** start of Exercise input **

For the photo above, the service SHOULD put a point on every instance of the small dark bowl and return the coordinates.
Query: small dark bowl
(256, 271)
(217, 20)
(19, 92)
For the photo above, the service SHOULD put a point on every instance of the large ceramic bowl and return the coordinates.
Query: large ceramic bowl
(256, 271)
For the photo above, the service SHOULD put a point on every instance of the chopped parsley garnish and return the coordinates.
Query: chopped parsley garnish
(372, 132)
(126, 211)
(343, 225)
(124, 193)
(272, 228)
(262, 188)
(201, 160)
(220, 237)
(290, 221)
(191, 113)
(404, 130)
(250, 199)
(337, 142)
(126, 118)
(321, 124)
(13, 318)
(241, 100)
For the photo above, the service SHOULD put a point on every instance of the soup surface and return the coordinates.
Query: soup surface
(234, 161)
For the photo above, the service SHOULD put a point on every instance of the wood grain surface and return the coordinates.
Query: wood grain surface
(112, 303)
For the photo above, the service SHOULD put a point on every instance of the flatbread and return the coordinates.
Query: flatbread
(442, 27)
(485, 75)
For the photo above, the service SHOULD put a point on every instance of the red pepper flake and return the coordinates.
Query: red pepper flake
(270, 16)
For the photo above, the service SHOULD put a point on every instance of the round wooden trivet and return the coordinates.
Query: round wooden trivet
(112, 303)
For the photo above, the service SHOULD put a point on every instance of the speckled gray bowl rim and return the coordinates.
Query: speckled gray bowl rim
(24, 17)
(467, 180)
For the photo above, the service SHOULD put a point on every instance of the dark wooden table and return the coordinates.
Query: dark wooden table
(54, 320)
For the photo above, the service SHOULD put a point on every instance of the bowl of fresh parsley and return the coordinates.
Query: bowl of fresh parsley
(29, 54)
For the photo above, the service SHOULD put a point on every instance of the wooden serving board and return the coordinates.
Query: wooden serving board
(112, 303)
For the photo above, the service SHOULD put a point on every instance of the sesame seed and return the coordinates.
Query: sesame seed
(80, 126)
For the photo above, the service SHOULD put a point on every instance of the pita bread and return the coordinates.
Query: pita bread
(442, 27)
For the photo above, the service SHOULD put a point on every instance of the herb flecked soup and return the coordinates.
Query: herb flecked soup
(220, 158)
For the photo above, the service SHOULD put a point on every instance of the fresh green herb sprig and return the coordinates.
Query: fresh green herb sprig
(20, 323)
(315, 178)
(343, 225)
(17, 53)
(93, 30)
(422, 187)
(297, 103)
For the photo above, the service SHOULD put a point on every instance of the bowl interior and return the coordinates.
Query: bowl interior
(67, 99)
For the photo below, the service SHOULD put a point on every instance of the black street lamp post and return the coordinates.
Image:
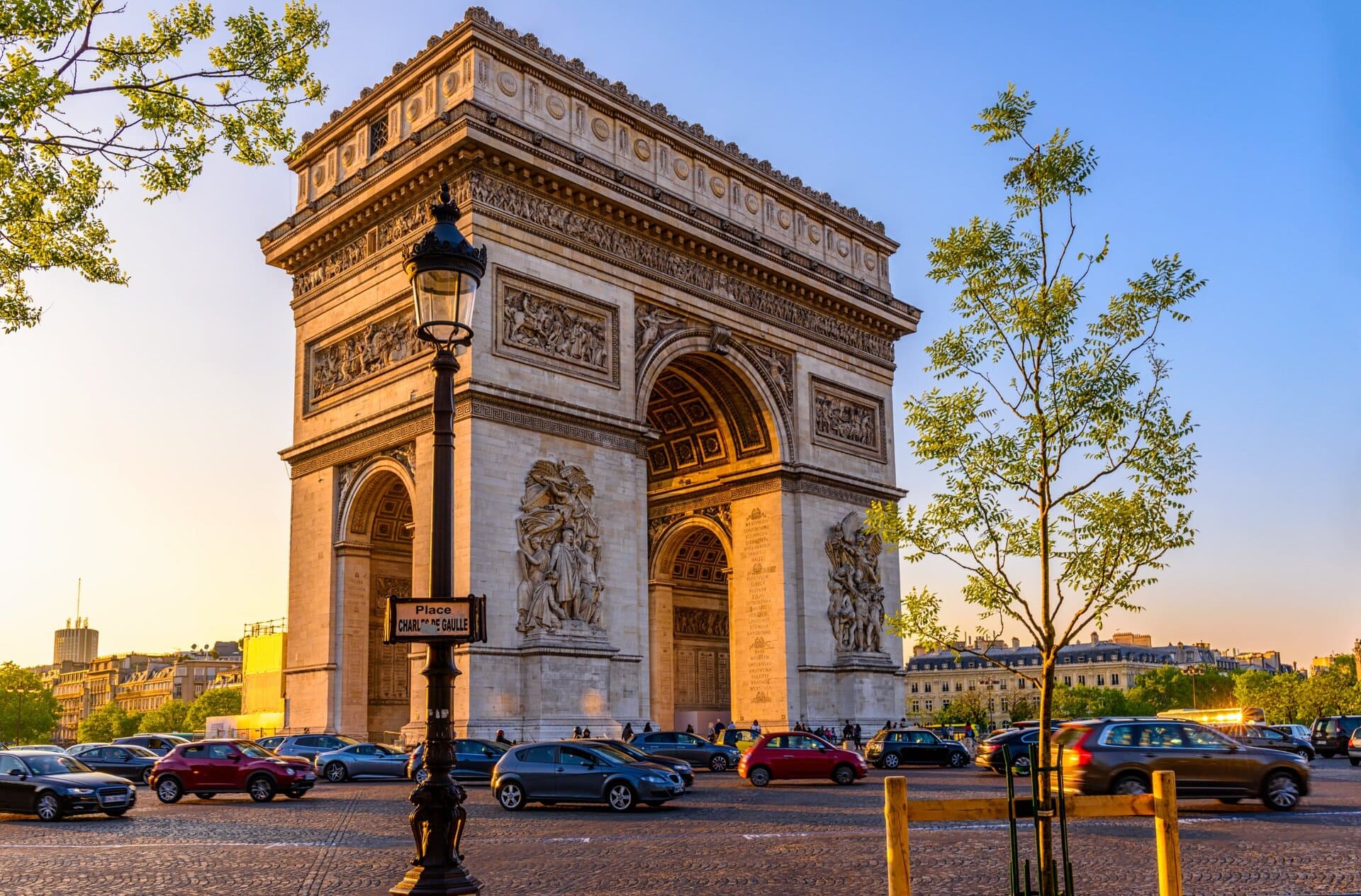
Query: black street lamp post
(445, 271)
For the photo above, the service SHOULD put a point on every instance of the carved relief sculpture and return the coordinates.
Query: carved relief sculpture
(560, 551)
(362, 354)
(855, 609)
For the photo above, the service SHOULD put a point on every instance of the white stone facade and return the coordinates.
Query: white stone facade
(708, 342)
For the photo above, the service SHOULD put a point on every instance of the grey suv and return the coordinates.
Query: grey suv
(1119, 756)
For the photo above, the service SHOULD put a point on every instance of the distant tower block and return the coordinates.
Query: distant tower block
(78, 642)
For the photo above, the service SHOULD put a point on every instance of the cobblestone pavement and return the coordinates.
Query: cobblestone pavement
(724, 836)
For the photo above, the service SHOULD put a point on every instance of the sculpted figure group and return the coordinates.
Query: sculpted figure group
(560, 551)
(856, 605)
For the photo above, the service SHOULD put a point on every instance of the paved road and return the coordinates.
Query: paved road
(724, 836)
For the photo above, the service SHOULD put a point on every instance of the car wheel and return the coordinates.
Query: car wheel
(622, 797)
(169, 790)
(260, 789)
(1130, 786)
(510, 797)
(1281, 792)
(48, 808)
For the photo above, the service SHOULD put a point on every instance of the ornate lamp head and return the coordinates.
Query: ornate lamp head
(445, 271)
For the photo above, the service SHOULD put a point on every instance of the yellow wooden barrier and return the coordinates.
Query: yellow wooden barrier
(1163, 807)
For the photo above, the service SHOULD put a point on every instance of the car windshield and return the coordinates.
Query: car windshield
(55, 764)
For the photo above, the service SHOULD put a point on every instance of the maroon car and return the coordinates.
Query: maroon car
(207, 768)
(790, 755)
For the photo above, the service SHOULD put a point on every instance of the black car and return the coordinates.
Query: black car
(580, 771)
(1330, 734)
(678, 766)
(1265, 737)
(1010, 746)
(124, 760)
(914, 746)
(473, 760)
(700, 754)
(55, 785)
(158, 744)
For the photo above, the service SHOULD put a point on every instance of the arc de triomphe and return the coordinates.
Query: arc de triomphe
(670, 421)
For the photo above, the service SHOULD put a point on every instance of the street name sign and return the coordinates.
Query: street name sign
(448, 620)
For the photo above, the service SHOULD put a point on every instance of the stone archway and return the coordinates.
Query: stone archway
(374, 561)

** end of Exercise input **

Set problem »
Lay out as a Markdown table, with columns headed Row and Text, the lines from the line containing "triomphe and return the coordinates." up to and including the last line of the records. Put a running number in Row and each line in Text, and leave out blank lines.

Expected output »
| Row | Text |
|---|---|
| 1 | For the photo above, the service SHOULD put a point on every instance of the arc de triomphe and return the coordinates. |
| 2 | Query: arc de triomphe |
| 3 | (670, 421) |
| 4 | For the photo above, the service SHOULD put a point on every instance of the street name sign and return the coordinates. |
| 5 | Query: street name sign |
| 6 | (448, 620) |
| 7 | For the photo above, the service SHOULD put a point on every instance of the stone archway and return the coordinates. |
| 8 | Query: stone archway |
| 9 | (374, 561) |